_BRANO PROPOSTO_
Cats Between art, media, meme and AI. Una mostra per comprendere il gatto oggi
A Trento fino al 12 dicembre la mostra "Cats Between art, media, meme and AI" ci espone l'importanza che ha il gatto nell'immaginario umano.

A Trento fino al 12 dicembre la mostra "Cats Between art, media, meme and AI" ci espone l'importanza che ha il gatto nell'immaginario umano.

«Essere gatto si può dire in molti modi» scrive Marchesini nel suo testo L’identità del gatto.
Magico quanto malefico, amato quanto odiato, ricercato e scacciato, mai a un animale è stato conferito così tanto valore simbolico e narrativo dall’uomo. Questa immagine mitica legata alla figura del gatto si è tradotta, nella nostra epoca, nella più triste banalizzazione: grassi, rinchiusi in appartamenti e messi nella condizione di non poter esprimere la loro “gattitudine”: quella dimensione che sta in mezzo tra essere a tutti gli effetti un animale selvatico che tuttavia sceglie di condividere una dimensione sociale con l’animale umano.

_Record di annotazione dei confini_
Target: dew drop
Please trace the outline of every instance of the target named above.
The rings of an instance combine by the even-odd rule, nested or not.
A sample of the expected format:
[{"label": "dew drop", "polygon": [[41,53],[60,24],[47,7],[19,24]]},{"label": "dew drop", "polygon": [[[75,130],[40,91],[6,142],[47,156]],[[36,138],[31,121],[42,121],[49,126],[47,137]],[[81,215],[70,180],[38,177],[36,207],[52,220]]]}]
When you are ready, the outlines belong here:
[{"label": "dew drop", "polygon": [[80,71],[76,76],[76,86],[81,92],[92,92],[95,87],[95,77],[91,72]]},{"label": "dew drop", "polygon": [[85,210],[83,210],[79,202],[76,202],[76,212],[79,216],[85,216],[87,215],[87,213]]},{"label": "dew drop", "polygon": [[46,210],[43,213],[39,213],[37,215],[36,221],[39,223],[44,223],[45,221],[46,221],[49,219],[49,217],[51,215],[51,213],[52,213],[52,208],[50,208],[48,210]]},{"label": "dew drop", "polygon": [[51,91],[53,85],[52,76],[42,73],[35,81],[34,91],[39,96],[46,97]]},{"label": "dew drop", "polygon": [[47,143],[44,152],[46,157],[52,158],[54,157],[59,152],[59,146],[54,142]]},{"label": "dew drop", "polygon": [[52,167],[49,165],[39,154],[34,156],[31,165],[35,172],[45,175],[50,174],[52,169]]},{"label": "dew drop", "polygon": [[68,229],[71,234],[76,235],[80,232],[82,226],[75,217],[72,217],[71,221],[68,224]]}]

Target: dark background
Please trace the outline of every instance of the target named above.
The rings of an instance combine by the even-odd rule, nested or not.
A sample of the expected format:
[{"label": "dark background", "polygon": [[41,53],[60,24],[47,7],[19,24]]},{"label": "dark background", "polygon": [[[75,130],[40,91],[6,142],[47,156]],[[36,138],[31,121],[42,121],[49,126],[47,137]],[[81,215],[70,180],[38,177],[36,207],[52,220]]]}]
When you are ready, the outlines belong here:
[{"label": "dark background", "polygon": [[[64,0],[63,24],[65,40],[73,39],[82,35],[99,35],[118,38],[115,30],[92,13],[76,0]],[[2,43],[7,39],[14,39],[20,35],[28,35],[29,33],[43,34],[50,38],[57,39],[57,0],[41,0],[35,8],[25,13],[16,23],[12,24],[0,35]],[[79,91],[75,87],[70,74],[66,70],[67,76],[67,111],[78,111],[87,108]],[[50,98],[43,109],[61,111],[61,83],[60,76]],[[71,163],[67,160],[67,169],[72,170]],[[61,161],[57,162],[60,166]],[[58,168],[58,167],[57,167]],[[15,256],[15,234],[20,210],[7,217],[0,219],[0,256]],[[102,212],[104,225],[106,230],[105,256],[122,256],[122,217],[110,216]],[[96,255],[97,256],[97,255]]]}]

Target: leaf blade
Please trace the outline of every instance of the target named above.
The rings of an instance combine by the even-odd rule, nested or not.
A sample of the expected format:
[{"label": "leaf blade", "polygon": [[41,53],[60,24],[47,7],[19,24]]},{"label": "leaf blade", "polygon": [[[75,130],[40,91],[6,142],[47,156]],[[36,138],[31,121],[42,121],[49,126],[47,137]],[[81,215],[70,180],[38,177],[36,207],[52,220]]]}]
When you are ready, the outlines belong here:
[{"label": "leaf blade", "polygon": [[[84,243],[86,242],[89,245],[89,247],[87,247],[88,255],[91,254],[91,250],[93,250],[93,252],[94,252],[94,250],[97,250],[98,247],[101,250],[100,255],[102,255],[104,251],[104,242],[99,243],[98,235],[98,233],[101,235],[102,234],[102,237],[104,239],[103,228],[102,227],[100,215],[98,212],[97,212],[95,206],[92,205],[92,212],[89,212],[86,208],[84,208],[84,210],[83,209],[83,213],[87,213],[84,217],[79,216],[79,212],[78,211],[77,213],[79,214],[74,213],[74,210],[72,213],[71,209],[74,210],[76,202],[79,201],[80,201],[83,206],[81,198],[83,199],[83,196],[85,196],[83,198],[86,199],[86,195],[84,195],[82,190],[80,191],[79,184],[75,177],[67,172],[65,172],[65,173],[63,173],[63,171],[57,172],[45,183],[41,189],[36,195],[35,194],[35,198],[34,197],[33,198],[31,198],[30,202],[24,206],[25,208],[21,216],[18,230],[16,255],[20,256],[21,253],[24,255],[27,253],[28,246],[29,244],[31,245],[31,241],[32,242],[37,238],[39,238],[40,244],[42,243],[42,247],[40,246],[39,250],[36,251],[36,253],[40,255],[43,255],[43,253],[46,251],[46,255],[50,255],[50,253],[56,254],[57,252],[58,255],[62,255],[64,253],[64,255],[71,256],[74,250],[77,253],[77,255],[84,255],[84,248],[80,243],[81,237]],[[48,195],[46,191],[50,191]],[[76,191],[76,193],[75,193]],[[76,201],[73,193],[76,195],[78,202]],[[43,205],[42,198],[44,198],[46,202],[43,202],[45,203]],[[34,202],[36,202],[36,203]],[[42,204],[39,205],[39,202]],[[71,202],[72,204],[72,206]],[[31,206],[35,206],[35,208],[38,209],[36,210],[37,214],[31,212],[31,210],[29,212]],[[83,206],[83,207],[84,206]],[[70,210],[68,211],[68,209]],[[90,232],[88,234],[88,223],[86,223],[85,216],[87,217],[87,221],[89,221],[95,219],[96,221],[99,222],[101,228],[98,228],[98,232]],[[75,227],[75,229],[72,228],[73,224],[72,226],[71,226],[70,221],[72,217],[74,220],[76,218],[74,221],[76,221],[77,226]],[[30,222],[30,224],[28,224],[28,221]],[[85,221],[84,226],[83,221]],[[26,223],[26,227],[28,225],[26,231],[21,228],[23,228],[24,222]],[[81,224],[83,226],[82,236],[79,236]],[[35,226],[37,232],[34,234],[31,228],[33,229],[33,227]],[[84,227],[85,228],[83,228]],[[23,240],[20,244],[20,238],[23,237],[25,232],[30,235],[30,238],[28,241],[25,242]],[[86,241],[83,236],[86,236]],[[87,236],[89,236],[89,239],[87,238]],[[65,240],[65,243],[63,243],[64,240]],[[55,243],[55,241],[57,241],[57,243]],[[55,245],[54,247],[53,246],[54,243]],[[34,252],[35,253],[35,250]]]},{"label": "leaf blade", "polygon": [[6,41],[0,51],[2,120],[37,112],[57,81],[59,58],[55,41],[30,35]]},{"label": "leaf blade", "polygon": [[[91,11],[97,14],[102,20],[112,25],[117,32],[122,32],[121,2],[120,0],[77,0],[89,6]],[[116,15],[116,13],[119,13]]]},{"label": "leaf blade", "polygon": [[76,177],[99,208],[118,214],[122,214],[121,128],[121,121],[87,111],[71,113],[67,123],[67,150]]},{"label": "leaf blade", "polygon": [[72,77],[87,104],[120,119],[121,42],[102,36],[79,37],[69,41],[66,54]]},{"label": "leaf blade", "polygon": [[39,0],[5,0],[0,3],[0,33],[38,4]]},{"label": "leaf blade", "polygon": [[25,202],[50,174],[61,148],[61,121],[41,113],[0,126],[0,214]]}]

_ATTIVITÀ DA SVOLGERE_
1. Nel brano proposto, qual è il titolo del testo di Marchesini da cui proviene la citazione?
2. Continua il brano sulla mostra trentina dedicata al gatto, riprendendo dopo la sua ultima frase.

_SOLUZIONI DEGLI ESERCIZI_
1. L’identità del gatto.

2.
La “gattitudine” viene intesa dall’etologo Roberto Marchesini come sensazione in grado di produrre delle particolarissime rappresentazioni mentali. Dire che il gatto sente il mondo non è affatto un’esagerazione: ogni parte del corpo è votata a misurare la realtà in ogni suo piccolo aspetto, sismografo del mondo è in grado di coglierne ogni minimo aspetto metamorfico.
Il felino è un enigmista che racchiude nella sua dimensione d’essere le qualità del solista, di colui che attraverso il suo ingegno e a causa di esso può annodare e snodare la sua tela d’interesse nei confronti del mondo, risolvere situazioni enigmatiche, ma al contempo ficcarsi dentro a guai insormontabili. Nonostante la sua vocazione da solista egli è in grado di intraprendere dei momenti conviviali con l’essere umano di grande qualità; Marchesini lo paragona a un amico che ha piacere di rilassarsi con te, senza pretendere in cambio nulla se non la sua libertà.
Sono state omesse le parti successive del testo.